Last Friday saw the Dollar plummet to a key area on the chart after the release of Non-Farm Payrolls. The price of 96.47 is a Fibonacci level, and this was confluent with the 200-day moving average. That support has since held the lows, and this week saw buyers come back, particularly on Friday on the heels of a better-than-expected retail sales report. This sets the stage for what's expected to be a very interesting week on the economic calendar with the Federal Reserve set to announce their June rate decision on Wednesday.

US Dollar Daily Price Chart

Chart prepared by James Stanley

EURUSD: Welcome Back, 1.1212

Perhaps most noticeable around the US Dollar's sell-off last week was strength in EURUSD. Other major pairs remained more subdued, such as GBPUSD or AUDUSD, which had actually already started to turn-lower. But in EURUSD, as the Dollar pushed-lower buyers bid the pair up to fresh two-month-highs. And while this move may have been sourced from more of a short-squeeze than a legitimate ramp of positive enthusiasm, the case remains that the topside of EURUSD may be attractive should USD-bears continue to push.

For this week, I wanted to see a pullback to the support zone that runs from 1.1248-1.1265. Friday saw prices cut right through that zone without much of a show from buyers, and a deeper zone soon came into play. This is an area on the chart that I've been looking at in these pieces for almost eight months now; coming back into play last November as the sell-off in the pair found support. For next week, a hold above the 1.1187 Fibonacci level keeps the door open for topside strategies, targeting an initial move towards 1.1248-1.1265, after which secondary targets could be addressed around the 1.1325 level that functioned as the April swing-high. Beyond that, resistance from the longer-term range comes into play in the region that runs from 1.1448-1.1500.

EURUSD Daily Price Chart

eur usd eurusd eur/usd price chart

Chart prepared by James Stanley

USDCAD Bounces From Two-Month Lows, Can Bulls Continue to Push?

• BRIEF 1: Repeat the currency commentary word for word, everything from "Perhaps most noticeable" down to "continue to push.".
• BRIEF 2: In the currency commentary, do these statements agree with the text? (a) The 96.47 price on the Dollar chart lined up with the 200-day moving average. (b) GBPUSD rose to fresh two-month highs during last week's Dollar sell-off. (c) The Federal Reserve is set to announce its June rate decision on Friday. Answer yes or no for each, and quote the words that decide it.
The data that comes next isn't needed.

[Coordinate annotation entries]
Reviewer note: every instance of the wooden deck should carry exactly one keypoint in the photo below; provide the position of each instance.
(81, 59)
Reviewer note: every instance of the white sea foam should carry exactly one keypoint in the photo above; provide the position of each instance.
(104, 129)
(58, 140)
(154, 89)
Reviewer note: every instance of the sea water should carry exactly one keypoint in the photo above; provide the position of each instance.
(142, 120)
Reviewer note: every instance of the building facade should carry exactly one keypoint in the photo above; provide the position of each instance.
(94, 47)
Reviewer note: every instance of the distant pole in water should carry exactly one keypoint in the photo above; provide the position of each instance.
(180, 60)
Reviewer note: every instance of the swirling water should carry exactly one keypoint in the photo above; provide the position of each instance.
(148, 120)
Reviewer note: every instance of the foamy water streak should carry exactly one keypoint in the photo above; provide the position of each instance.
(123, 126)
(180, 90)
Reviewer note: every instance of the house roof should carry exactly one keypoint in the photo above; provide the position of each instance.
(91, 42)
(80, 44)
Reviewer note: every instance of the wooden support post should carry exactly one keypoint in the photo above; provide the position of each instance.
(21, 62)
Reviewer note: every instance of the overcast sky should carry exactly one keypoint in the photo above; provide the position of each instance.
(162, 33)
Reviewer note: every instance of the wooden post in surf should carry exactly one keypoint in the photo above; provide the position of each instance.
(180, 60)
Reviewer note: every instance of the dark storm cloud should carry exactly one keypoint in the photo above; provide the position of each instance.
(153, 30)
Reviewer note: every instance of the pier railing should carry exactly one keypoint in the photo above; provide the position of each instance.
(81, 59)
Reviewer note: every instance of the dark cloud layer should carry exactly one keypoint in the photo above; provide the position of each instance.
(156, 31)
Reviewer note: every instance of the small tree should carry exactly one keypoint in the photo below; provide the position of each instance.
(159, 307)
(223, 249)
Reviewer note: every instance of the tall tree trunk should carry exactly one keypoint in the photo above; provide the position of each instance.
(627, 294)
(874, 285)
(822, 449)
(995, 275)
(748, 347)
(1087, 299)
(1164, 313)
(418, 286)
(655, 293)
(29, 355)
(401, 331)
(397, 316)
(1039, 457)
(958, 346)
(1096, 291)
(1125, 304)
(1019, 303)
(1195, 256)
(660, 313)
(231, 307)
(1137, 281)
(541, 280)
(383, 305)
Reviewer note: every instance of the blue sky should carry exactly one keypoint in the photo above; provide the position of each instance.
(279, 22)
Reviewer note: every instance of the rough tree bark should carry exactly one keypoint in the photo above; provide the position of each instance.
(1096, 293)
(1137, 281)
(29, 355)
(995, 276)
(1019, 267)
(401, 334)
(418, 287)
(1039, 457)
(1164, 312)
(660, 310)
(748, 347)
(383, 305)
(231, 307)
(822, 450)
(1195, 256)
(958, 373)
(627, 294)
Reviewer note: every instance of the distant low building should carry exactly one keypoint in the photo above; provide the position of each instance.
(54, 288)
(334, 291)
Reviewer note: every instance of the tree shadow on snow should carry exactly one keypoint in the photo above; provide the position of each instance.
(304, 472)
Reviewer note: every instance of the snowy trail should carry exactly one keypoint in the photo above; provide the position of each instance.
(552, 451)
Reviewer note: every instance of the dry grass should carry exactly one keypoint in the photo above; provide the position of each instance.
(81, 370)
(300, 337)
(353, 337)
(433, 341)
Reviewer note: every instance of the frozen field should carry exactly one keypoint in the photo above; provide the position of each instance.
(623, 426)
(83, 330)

• FULL SOLUTION 1:
Perhaps most noticeable around the US Dollar's sell-off last week was strength in EURUSD. Other major pairs remained more subdued, such as GBPUSD or AUDUSD, which had actually already started to turn-lower. But in EURUSD, as the Dollar pushed-lower buyers bid the pair up to fresh two-month-highs. And while this move may have been sourced from more of a short-squeeze than a legitimate ramp of positive enthusiasm, the case remains that the topside of EURUSD may be attractive should USD-bears continue to push.

• FULL SOLUTION 2:
(a) Yes: "The price of 96.47 is a Fibonacci level, and this was confluent with the 200-day moving average."
(b) No: "Other major pairs remained more subdued, such as GBPUSD or AUDUSD"
(c) No: "with the Federal Reserve set to announce their June rate decision on Wednesday"